▶ OBJECTIVE
Can you reproduce all the items below, swapping "Drop a point" for "Place a point" and leaving everything else unchanged?

[A run of items]
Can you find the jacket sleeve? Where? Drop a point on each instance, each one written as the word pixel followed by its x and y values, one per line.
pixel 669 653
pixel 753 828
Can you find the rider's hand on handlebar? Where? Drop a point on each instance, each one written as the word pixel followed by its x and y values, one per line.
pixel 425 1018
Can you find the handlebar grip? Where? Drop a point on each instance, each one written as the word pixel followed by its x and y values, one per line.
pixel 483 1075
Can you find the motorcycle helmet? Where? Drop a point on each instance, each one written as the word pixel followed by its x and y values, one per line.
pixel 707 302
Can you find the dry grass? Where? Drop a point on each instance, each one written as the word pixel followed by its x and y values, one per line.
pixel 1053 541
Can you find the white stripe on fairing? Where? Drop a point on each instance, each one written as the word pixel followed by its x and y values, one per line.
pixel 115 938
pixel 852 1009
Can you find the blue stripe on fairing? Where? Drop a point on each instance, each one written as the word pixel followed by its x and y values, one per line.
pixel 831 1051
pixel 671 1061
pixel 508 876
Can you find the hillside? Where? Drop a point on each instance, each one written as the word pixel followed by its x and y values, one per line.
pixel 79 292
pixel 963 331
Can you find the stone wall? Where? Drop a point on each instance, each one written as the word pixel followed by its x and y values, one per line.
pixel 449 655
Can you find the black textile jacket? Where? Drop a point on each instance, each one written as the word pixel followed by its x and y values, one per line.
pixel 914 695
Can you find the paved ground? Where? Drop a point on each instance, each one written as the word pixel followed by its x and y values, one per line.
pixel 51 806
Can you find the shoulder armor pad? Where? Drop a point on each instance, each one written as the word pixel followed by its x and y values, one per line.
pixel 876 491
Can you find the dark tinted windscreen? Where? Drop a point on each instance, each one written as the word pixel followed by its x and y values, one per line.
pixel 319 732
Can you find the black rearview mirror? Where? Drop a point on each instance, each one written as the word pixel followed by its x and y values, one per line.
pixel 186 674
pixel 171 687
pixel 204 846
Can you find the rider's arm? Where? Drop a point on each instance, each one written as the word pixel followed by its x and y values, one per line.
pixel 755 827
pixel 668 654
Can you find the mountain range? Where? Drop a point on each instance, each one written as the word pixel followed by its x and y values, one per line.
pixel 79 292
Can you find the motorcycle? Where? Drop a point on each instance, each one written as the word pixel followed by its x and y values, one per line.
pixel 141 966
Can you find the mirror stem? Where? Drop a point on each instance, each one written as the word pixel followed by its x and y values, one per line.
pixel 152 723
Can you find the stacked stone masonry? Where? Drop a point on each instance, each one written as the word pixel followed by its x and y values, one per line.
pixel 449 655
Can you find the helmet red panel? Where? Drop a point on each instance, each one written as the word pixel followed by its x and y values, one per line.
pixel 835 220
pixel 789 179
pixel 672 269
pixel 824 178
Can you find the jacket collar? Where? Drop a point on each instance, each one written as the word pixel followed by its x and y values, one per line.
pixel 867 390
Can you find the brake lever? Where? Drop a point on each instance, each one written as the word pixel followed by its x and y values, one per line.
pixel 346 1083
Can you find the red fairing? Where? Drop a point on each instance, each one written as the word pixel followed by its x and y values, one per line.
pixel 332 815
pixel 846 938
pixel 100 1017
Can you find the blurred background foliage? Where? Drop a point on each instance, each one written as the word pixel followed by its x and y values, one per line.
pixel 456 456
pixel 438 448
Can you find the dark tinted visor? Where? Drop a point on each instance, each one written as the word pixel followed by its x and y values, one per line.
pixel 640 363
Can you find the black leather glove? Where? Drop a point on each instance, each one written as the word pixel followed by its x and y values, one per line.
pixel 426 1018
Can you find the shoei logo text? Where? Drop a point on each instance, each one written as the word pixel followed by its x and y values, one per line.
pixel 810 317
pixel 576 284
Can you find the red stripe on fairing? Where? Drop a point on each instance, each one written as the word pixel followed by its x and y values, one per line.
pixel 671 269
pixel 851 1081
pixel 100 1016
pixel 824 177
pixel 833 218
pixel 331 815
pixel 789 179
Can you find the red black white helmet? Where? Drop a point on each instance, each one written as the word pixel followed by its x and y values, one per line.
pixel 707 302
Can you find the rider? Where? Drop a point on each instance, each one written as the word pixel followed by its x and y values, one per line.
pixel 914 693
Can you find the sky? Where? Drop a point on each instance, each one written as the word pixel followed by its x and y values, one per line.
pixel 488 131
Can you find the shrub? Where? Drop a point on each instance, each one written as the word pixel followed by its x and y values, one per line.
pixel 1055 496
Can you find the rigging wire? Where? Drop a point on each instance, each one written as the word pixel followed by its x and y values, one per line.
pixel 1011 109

▶ REPLY TO THE EXERCISE
Can you find the jacket sleeve? Where? Place a point on each instance, each one written as the word pixel followed by its x and y values, one per line.
pixel 669 653
pixel 753 828
Can you find the rider's hand on handlebar? Where? Place a point on each instance, each one written as the word pixel followed by its x and y values, one per line.
pixel 425 1018
Can you find the handlebar grip? Where? Place a point on each instance, each one written as the word pixel followed by its x and y values, one per line.
pixel 483 1075
Can you find the motorcycle helmet? Where? Place a point on each instance, each one written as the word pixel followed by its x and y values, one per line.
pixel 707 302
Can you find the dry grass? Where? Place a point on each instance, each one written as the word pixel followed by its x and y values, one per line.
pixel 1053 541
Can you find the white stripe on fairing? Where? Place a point on each instance, each one written as the word pixel followed by its x and y values, one per line.
pixel 115 938
pixel 852 1009
Can you find the blue stripe on fairing? Where? Place a point on each instance, each one written as the word pixel followed by its x and y values, one per line.
pixel 831 1051
pixel 671 1061
pixel 508 876
Can you find the hillside? Where? Place a point on each instance, each one written as the word pixel followed by its x and y values, one per line.
pixel 79 292
pixel 963 331
Can you find the stone wall? Where? Place a point on each instance, each one written as the word pixel followed by its x and y values, one per line.
pixel 449 655
Can you find the black textile jacket? Where? Place a point on each instance, each one written as the word pixel followed by its x and y values, one per line.
pixel 914 695
Can you find the paved ground? Where? Place a point on each instance, each one written as the word pixel followed by its x and y values, one per line.
pixel 51 806
Can you find the shoulder armor pad? Where? Place a point on each instance, each one written as the word pixel followed by its x and y values, one per line.
pixel 876 491
Can you find the dark tinted windscreen? Where? Place a point on each instance, each one written as the word pixel followed by its x and y values, one per line.
pixel 319 732
Can you find the black rearview mirror? Where? Place a point on each instance, each one written as the word pixel followed by its x and y values, one per line.
pixel 186 674
pixel 171 687
pixel 204 846
Can you find the rider's arm? Where? Place a point on each instance, each one written as the word pixel followed by its x and y values, one per line.
pixel 755 827
pixel 668 654
Can you find the mountain range? Where? Place a point on each instance, each one written as the word pixel followed by its x and y values, one per line.
pixel 79 292
Can you find the motorcycle? Where? Place a point on each instance, each one written as the word pixel followed by its x and y values, one per line.
pixel 141 966
Can you find the mirror stem? Where? Place a point on each instance, each one written as the word pixel followed by its x and y values, one per line.
pixel 152 723
Can you find the stacked stone masonry? Where? Place a point on each instance, each one written as the word pixel followed by its x and y values, one per line.
pixel 449 655
Can you find the helmet red panel? Where? Place a point on each instance, each one written as the word pixel followed by its x and y values, one per line.
pixel 835 220
pixel 789 179
pixel 672 269
pixel 824 178
Can you find the jacket collar? Where? Place a point on each instance, each one written as the word pixel followed by its x and y values, one per line.
pixel 867 390
Can you find the brake lever? Where? Place a point on each instance, each one written as the word pixel followed by its x and y values, one per line.
pixel 346 1083
Can you find the red fairing? Where? Place a point on each instance, each one written as the word pixel followed by its x and y values, one per line.
pixel 332 815
pixel 846 938
pixel 100 1017
Can you find the blurred background foliage? Where? Place a point on each instance, each one written as the word pixel followed by its x and y values, one per line.
pixel 456 456
pixel 438 448
Can you find the dark tinted visor? Where? Place a point on each instance, each one written as the word pixel followed by its x and y values, one per line.
pixel 640 363
Can you find the black leather glove? Where? Place a point on each instance, each one written as the word pixel followed by its x and y values, one per line.
pixel 426 1018
Can you find the shoei logo text? Where? Place a point on each instance, each one written as the word pixel followed by its x and y values, one per line.
pixel 810 317
pixel 576 284
Can you find the red stripe on fairing? Where? Place a point on each instance, each one written as the word pixel followed by its x and y values, one per line.
pixel 671 269
pixel 851 1081
pixel 100 1016
pixel 824 177
pixel 833 218
pixel 331 815
pixel 789 179
Can you find the red black white helmet? Where? Place a point on each instance, each one written as the word pixel followed by its x and y values, one per line.
pixel 707 302
Can you find the rider? Where? Place a point on each instance, each one written as the word pixel followed by its x and y values, one per line.
pixel 914 693
Can you find the sky? Where? Place a point on each instance, each one written as the word pixel followed by its x and y values, one per line.
pixel 488 131
Can you find the shrub? Where? Place a point on each instance, each one written as the word pixel followed by its x and y values, one per line.
pixel 1055 496
Can you find the rigging wire? Where? Place a point on each instance, each one written as the word pixel followed by its x and y values, one per line.
pixel 1011 109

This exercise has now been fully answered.